**REQUIREMENT**
Restate all entries exactly.

━━━ ENTRIES SUPPLIED

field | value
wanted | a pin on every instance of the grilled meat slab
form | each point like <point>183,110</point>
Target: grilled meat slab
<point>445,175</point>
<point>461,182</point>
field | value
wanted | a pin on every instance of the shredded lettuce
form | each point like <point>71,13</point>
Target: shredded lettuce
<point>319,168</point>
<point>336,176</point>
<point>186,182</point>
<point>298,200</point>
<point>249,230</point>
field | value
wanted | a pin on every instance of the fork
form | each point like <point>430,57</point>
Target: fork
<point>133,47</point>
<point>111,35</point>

━━━━━━

**COMPLETED EXERCISE**
field | value
wanted | a pin on every instance of the grilled meat slab
form | each point like <point>183,110</point>
Target: grilled meat slab
<point>445,175</point>
<point>461,182</point>
field | value
wanted | a pin on every instance of the shredded lettuce
form | each point like <point>71,13</point>
Target: shredded lettuce
<point>319,168</point>
<point>336,176</point>
<point>186,182</point>
<point>298,200</point>
<point>249,230</point>
field | value
wanted | a pin on every instance of the fork
form | each point like <point>430,57</point>
Target: fork
<point>133,47</point>
<point>111,35</point>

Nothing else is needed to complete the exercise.